=== Page ===

Options are to be taken into account in the order in which they
were awarded.

     
(g) Termination of Service.

		
	 	     
    (i) Termination for Cause. Except as otherwise
    provided by the Administrator, in the event of a Just Cause
    Dismissal of a Recipient, all of the outstanding Options granted
    to such Recipient shall expire and become unexercisable as of
    the date of such Just Cause Dismissal.
	 
	 	     
    (ii) Termination Other Than for Cause. Subject to
    subsection (i) above and except as otherwise provided by
    the Administrator, in the event of a Recipient’s
    termination of Service from the Company or its Related
    Corporations due to:

		
	 	     
    (A) any reason other than Just Cause Dismissal, death, or
    Permanent Disability, or normal retirement, the outstanding
    Options granted to such Recipient, whether or not vested, shall
    expire and become unexercisable as of the earlier of
    (1) the date such Options would expire in accordance

8

 

		
	 	
    with their terms if the Recipient had remained in Service or
    (2) three calendar months after the date the
    Recipient’s Service terminated in the case of Incentive
    Stock Options, or six months after the Recipient’s Service
    terminated, in the case of Nonqualified Stock Options.
	 
	 	     
    (B) death or Permanent Disability, the outstanding Options
    granted to such Recipient, whether or not vested, shall expire
    and become unexercisable as of the earlier of (1) the date
    such Options would expire in accordance with their terms if the
    Recipient had remained in Service or (2) twelve months
    after the date of termination.
	 
	 	     
    (C) normal retirement, the outstanding Options granted to
    such Recipient, whether or not vested, shall expire and become
    unexercisable as of the earlier of (A) the date such
    Options expire in accordance with their terms or
    (B) twenty-four months after the date of retirement.

		
	 	     
    (iii) Termination of Director Service. In the event
    that a Director shall cease to be a Nonemployee Director, all
    outstanding Options (other than a Nonemployee Director’s
    Option) granted to such Recipient shall be exercisable, to the
    extent already vested and exercisable on the date such Recipient
    ceases to be a Nonemployee Director and regardless of the reason
    the Recipient ceases to be a Nonemployee Director until the
    fifth anniversary of the date such Director ceases to be a
    Nonemployee Director; provided that the Administrator may extend
    such post-termination period to up to the expiration date of the
    Option.

2.03     Performance Awards.

     
(a) Grant of Performance Award. The Administrator
may grant Performance Awards under the Plan and shall determine
the performance criteria (which need not be identical and may be
established on an individual or group basis) governing
Performance Awards, the terms thereof, and the form and timing
of payment of Performance Awards.

     
(b) Payment of Award; Limitation. Upon satisfaction
of the conditions applicable to a Performance Award, payment
will be made to the Holder in cash or in shares of Common Stock
valued at Fair Market Value or a combination of Common Stock and
cash, as the Administrator in its discretion may determine.

=== Extracted material ===

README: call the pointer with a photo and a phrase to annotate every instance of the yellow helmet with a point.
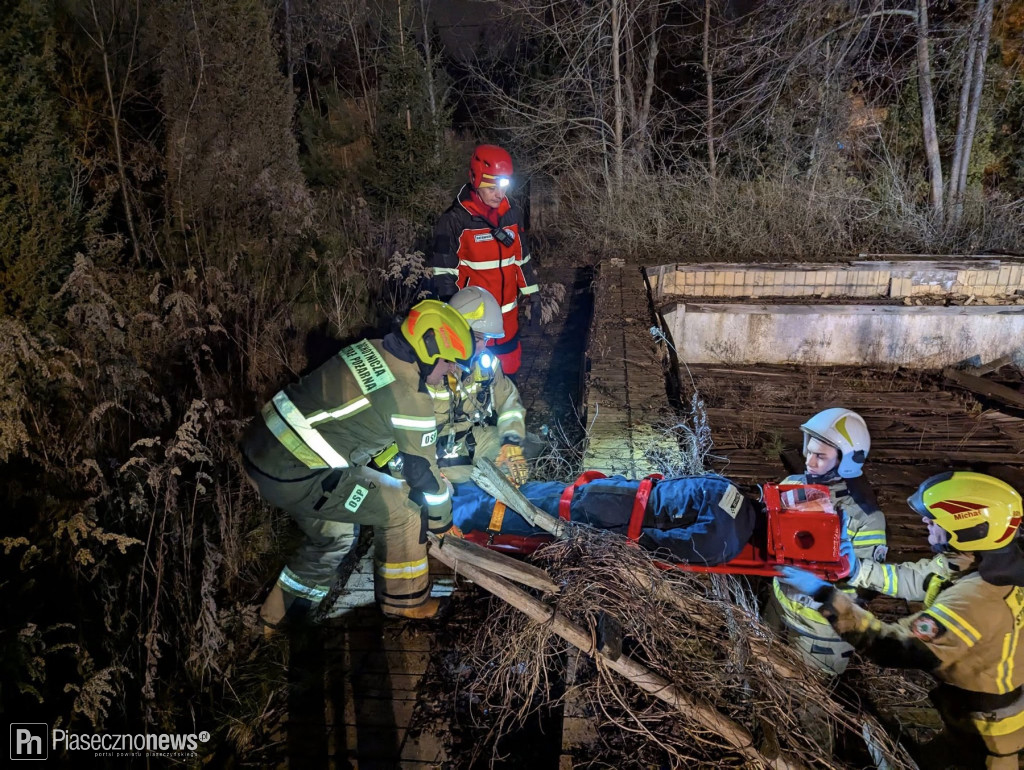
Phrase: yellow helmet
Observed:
(979, 512)
(437, 331)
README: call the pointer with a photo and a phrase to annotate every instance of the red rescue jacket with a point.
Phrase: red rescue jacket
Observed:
(466, 253)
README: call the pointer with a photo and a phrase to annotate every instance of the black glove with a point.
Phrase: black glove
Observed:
(535, 310)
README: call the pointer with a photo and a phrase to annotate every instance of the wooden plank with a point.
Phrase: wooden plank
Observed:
(984, 387)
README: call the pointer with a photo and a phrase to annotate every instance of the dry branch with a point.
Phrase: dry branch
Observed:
(493, 481)
(736, 735)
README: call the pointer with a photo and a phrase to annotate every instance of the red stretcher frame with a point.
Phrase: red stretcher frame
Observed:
(809, 540)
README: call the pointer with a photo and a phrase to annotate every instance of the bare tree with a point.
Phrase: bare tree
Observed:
(970, 102)
(101, 36)
(928, 111)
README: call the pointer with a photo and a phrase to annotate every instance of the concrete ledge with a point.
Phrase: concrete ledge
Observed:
(896, 280)
(923, 337)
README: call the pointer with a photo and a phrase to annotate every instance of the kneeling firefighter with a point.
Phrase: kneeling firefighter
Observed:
(969, 637)
(479, 413)
(309, 454)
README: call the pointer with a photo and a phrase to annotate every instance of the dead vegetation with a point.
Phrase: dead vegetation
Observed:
(702, 635)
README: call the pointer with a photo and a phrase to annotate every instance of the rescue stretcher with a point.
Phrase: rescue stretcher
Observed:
(800, 528)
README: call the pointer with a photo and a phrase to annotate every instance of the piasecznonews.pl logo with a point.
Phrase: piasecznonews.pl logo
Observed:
(35, 740)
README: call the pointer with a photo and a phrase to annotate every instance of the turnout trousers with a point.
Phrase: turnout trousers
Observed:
(326, 504)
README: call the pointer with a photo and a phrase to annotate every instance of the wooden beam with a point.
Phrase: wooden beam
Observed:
(984, 387)
(732, 732)
(462, 552)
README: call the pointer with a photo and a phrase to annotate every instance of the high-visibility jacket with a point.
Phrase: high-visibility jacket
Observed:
(970, 639)
(913, 581)
(467, 253)
(809, 632)
(369, 396)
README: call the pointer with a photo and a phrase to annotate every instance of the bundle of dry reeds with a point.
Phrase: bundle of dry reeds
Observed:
(715, 687)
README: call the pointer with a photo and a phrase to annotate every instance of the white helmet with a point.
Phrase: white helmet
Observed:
(847, 432)
(479, 307)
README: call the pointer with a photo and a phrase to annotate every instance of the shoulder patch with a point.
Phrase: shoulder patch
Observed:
(367, 366)
(927, 629)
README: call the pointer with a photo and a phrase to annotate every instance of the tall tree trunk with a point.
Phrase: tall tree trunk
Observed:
(710, 85)
(619, 108)
(115, 102)
(976, 91)
(289, 59)
(965, 98)
(357, 48)
(643, 118)
(431, 86)
(928, 110)
(404, 61)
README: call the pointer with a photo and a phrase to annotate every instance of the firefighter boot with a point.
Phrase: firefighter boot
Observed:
(428, 609)
(281, 610)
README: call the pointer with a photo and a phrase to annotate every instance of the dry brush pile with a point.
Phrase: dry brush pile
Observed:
(728, 681)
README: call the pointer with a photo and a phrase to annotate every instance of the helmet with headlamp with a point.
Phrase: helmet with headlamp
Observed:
(491, 167)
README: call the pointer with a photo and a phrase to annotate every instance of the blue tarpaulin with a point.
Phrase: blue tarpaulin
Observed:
(694, 519)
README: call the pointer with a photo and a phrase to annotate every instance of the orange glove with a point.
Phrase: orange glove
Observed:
(452, 531)
(511, 462)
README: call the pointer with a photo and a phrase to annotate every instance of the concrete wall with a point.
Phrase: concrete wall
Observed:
(921, 337)
(894, 280)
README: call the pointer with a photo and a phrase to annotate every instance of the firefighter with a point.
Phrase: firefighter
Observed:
(836, 445)
(481, 241)
(478, 412)
(969, 637)
(312, 451)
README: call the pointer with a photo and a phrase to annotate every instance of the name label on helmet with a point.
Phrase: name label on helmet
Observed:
(367, 366)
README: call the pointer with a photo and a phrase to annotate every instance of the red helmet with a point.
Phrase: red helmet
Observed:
(491, 167)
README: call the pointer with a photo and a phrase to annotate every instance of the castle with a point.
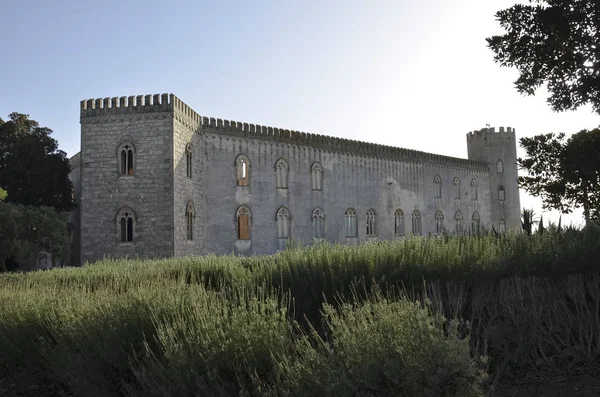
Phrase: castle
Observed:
(155, 179)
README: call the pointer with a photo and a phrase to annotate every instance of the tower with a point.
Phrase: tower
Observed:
(499, 151)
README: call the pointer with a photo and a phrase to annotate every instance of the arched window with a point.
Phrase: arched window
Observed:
(350, 223)
(242, 170)
(500, 166)
(371, 223)
(501, 193)
(502, 226)
(126, 158)
(439, 222)
(189, 217)
(243, 217)
(318, 223)
(189, 156)
(456, 184)
(399, 222)
(475, 222)
(474, 190)
(126, 223)
(417, 230)
(283, 223)
(281, 172)
(316, 175)
(437, 186)
(458, 220)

===

§ Task brief:
Answer these questions about the stock option plan text:
(a) In the case of normal retirement, what is the latest point after the date of retirement at which outstanding Options expire?
(b) How many months after the date of termination do outstanding Options expire at the latest when Service ends due to death or Permanent Disability?
(c) In what forms may payment of a Performance Award be made to the Holder?

§ Solution for this exercise:
(a) Twenty-four months after the date of retirement, or earlier if the Options expire under their terms first.
(b) Twelve months.
(c) In cash, in shares of Common Stock valued at Fair Market Value, or in a combination of Common Stock and cash, as the Administrator determines.